Which lines in the rows below contain the word "safety"? Copy each of them in full.

**Provided entries:**
* start *

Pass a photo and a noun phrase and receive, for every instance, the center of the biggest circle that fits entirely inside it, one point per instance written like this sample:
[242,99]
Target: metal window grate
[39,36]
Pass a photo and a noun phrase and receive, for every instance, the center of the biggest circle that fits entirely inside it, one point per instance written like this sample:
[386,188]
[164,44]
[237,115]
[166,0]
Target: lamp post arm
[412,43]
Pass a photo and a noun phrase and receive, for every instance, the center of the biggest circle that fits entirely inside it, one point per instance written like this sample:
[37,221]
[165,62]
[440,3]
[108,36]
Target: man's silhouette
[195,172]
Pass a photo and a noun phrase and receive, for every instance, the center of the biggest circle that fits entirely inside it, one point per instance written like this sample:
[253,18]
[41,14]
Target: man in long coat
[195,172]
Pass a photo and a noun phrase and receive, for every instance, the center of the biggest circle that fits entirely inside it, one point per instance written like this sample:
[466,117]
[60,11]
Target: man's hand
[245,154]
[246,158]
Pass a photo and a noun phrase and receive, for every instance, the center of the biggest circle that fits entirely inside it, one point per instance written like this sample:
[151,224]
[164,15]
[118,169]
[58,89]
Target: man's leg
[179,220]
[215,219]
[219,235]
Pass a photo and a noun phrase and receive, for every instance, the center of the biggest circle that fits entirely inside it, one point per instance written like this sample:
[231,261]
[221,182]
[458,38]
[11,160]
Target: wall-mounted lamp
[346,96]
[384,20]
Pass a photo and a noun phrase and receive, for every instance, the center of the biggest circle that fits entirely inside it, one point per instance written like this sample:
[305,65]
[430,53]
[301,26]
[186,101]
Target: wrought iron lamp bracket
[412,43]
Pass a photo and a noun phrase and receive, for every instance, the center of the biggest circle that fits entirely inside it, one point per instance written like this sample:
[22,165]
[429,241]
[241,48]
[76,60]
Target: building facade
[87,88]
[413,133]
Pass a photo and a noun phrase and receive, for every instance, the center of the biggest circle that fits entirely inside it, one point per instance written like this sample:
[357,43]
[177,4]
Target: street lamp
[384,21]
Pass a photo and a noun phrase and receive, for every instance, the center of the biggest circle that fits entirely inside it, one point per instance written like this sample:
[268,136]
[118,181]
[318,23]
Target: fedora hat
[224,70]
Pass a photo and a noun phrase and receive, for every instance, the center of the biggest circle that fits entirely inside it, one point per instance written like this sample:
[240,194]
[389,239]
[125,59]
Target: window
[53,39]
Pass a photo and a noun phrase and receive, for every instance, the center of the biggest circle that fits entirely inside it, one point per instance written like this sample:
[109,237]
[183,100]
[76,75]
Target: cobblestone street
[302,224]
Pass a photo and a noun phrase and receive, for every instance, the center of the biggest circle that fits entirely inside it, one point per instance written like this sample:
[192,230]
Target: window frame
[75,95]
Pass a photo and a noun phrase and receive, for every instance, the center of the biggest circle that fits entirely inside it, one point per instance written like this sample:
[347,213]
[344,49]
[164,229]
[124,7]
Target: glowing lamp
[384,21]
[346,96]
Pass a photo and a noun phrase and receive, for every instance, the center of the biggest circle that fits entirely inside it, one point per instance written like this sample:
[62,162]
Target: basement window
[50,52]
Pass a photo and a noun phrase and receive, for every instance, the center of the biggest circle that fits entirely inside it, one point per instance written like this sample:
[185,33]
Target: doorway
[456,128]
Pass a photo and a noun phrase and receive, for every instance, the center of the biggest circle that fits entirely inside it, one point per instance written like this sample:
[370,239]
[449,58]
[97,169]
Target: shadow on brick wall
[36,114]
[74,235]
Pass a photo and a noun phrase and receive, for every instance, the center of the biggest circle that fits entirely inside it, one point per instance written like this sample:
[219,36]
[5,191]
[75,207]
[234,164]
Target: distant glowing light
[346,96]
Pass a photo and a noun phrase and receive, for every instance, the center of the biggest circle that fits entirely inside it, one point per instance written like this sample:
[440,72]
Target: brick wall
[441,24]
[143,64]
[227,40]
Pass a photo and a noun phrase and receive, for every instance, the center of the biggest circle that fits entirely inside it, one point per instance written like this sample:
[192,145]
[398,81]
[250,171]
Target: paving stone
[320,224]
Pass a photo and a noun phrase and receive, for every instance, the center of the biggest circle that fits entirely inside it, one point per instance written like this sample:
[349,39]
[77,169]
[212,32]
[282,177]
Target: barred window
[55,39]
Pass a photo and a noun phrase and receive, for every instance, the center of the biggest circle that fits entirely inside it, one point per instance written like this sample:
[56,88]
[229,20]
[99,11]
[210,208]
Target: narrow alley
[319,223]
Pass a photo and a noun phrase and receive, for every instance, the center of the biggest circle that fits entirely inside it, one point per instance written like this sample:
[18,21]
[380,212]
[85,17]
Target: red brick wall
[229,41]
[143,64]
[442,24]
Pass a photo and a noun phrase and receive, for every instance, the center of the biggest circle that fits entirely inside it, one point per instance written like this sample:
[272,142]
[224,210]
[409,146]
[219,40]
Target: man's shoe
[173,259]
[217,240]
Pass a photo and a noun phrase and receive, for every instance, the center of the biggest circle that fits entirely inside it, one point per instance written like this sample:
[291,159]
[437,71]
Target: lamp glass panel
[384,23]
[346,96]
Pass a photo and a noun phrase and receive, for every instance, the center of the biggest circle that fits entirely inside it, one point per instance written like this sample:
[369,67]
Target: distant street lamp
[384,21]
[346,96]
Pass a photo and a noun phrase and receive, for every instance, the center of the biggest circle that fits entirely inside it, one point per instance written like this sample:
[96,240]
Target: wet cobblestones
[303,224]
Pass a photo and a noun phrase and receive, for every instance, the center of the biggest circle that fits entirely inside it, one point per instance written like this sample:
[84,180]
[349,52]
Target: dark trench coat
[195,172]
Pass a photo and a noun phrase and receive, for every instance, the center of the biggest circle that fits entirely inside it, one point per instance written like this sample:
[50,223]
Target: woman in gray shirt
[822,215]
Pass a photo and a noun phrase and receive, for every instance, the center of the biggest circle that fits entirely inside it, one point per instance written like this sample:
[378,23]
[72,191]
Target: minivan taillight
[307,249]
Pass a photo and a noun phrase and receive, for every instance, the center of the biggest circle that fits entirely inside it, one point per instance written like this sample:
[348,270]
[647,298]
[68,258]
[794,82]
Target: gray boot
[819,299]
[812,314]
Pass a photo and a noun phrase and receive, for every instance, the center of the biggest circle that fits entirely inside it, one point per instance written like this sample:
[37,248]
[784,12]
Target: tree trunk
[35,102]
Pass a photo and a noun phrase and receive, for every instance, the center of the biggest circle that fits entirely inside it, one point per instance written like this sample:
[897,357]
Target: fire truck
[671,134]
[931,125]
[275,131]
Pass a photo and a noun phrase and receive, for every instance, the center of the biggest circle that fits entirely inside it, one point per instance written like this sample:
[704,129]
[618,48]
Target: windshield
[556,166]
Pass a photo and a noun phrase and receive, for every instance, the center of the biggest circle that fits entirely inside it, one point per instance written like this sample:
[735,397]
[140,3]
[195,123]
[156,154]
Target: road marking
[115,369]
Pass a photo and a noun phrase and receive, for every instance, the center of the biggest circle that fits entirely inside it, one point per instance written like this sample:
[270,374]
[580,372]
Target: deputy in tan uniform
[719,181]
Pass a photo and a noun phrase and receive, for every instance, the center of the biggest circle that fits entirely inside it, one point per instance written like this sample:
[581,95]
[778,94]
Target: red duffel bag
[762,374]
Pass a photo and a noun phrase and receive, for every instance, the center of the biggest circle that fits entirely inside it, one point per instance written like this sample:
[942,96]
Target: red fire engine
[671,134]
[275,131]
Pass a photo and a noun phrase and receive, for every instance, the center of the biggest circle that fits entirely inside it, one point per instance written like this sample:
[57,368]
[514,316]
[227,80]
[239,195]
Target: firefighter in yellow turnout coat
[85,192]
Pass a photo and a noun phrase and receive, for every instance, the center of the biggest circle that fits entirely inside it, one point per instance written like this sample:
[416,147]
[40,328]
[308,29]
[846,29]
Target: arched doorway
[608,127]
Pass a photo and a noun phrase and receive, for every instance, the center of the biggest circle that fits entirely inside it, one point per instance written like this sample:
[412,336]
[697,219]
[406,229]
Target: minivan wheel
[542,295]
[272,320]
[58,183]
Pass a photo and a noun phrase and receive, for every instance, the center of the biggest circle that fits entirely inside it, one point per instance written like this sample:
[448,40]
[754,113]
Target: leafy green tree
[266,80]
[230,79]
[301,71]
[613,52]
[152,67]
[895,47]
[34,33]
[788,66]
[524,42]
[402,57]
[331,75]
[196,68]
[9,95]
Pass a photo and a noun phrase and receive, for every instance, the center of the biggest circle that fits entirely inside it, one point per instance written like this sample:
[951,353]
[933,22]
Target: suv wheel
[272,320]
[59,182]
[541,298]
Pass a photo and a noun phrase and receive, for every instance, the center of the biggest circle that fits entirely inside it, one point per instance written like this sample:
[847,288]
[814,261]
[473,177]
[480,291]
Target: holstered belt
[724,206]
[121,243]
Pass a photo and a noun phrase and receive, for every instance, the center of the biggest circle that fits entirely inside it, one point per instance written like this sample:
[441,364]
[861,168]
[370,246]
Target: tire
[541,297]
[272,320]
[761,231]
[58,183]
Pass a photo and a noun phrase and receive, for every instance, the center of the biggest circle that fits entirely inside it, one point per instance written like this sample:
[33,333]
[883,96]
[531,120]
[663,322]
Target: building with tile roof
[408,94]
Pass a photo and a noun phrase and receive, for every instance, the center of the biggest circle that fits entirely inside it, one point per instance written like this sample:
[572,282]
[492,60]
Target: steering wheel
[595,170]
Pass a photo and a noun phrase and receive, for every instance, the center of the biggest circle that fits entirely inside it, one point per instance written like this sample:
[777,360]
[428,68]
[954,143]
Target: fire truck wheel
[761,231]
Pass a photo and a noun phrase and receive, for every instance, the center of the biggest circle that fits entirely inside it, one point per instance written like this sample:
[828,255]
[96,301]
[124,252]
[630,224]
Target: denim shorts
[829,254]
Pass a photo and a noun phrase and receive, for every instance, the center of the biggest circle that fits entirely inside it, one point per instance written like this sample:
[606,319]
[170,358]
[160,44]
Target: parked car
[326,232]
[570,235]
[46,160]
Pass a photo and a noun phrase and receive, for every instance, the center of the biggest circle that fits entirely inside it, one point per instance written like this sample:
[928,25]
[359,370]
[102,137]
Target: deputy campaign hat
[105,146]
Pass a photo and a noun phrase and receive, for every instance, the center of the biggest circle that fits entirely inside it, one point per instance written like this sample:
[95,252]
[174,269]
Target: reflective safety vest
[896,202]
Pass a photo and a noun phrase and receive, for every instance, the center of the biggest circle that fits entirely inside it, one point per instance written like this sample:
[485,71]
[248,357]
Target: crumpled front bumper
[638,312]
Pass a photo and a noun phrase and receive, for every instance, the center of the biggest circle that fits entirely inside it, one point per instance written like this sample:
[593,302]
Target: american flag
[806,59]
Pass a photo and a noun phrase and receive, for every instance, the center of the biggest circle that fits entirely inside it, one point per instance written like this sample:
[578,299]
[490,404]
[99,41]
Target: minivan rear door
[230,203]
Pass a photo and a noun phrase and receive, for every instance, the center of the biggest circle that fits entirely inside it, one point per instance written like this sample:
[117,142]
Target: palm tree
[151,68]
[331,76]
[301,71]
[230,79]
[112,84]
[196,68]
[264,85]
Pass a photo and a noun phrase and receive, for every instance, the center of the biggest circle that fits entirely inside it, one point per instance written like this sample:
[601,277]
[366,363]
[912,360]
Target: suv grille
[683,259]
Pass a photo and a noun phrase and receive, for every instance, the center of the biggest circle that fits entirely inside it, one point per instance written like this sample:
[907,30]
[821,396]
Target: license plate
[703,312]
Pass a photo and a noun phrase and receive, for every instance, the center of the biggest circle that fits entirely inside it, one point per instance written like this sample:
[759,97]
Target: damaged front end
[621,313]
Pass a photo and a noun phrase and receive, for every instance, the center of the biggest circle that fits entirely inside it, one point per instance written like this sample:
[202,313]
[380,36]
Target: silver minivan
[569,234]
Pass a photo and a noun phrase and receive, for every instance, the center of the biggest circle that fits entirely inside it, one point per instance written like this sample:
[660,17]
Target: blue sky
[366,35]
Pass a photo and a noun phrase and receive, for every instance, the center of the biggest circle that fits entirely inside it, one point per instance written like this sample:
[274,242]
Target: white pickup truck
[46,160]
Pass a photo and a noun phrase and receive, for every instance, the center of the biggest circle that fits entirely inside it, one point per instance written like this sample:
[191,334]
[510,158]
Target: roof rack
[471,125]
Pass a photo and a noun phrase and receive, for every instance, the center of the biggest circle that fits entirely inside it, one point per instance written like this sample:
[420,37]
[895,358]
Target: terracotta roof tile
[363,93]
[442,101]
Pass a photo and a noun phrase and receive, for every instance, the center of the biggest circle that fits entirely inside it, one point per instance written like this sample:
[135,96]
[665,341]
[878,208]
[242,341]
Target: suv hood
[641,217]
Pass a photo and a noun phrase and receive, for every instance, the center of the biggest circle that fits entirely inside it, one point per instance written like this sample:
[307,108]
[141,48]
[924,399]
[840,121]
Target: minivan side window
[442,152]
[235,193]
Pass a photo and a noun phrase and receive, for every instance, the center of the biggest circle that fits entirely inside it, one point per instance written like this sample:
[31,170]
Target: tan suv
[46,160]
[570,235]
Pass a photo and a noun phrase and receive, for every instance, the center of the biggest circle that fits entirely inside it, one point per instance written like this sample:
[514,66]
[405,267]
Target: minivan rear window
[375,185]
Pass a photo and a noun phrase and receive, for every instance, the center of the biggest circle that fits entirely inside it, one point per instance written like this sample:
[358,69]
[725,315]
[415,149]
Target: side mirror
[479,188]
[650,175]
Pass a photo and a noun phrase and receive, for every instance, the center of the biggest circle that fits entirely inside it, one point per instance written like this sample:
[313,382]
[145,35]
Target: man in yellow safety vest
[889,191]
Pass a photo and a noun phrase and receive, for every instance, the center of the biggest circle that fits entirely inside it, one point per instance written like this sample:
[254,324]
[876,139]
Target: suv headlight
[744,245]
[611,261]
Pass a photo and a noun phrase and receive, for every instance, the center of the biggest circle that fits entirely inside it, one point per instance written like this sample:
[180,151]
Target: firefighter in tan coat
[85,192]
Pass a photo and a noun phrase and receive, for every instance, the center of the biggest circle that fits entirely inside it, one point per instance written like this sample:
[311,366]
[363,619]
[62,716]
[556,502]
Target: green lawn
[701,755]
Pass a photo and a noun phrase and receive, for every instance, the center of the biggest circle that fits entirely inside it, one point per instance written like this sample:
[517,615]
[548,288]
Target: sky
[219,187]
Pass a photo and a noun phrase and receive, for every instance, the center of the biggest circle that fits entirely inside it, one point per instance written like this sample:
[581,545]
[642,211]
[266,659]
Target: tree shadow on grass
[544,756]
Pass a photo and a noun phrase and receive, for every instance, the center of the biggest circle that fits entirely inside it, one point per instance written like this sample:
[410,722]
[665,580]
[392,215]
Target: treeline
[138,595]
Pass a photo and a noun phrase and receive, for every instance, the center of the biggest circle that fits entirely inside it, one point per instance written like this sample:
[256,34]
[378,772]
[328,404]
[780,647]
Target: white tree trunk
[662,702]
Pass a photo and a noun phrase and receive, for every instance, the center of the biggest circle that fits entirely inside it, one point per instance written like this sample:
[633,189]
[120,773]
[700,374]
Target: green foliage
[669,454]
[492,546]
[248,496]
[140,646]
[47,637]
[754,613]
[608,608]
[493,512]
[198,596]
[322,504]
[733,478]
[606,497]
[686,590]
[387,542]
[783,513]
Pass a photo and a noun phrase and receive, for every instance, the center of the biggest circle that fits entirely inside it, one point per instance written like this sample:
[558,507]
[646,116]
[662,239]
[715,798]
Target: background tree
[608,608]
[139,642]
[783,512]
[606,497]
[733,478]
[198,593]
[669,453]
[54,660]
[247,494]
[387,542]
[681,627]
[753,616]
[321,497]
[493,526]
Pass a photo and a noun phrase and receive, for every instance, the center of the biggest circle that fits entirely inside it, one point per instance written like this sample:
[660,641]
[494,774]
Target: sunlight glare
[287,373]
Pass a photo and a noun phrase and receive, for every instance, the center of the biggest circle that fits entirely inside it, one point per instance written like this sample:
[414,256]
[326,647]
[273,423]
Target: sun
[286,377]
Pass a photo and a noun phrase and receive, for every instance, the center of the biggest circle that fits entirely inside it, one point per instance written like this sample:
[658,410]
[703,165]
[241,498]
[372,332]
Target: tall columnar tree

* end *

**Expected answer:**
Target: reflective safety vest
Target: man in yellow safety vest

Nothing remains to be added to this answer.